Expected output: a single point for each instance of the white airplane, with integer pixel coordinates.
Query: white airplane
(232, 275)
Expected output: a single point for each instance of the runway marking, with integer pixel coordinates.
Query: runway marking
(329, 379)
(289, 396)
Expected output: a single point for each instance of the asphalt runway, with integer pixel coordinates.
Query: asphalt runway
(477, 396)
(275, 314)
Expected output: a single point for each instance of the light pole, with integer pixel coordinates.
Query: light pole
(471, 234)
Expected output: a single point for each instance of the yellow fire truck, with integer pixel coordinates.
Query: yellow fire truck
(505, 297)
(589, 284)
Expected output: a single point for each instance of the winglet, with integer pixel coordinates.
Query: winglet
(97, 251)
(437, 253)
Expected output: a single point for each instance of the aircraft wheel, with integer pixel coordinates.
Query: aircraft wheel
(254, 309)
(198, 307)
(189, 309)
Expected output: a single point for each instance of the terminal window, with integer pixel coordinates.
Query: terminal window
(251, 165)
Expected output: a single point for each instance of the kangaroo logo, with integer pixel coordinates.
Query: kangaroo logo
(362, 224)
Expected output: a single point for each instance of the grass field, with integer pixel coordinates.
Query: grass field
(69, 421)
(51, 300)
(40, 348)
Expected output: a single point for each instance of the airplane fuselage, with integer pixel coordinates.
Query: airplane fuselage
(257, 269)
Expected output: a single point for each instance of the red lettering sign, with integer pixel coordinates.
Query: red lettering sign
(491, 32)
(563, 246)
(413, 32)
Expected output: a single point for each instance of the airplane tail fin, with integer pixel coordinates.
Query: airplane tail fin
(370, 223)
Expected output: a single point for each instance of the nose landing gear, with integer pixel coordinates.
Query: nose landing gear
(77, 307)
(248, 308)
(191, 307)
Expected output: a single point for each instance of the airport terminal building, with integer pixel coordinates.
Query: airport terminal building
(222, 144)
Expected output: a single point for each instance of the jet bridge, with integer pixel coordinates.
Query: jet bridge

▶ [WHAT YOU WILL DO] Scan the listing above for the word "bridge" and copy every line that holds it.

▶ [ANSWER AREA]
Expected output: a single point for each instance of the jet bridge, with integer pixel coordinates.
Query: jet bridge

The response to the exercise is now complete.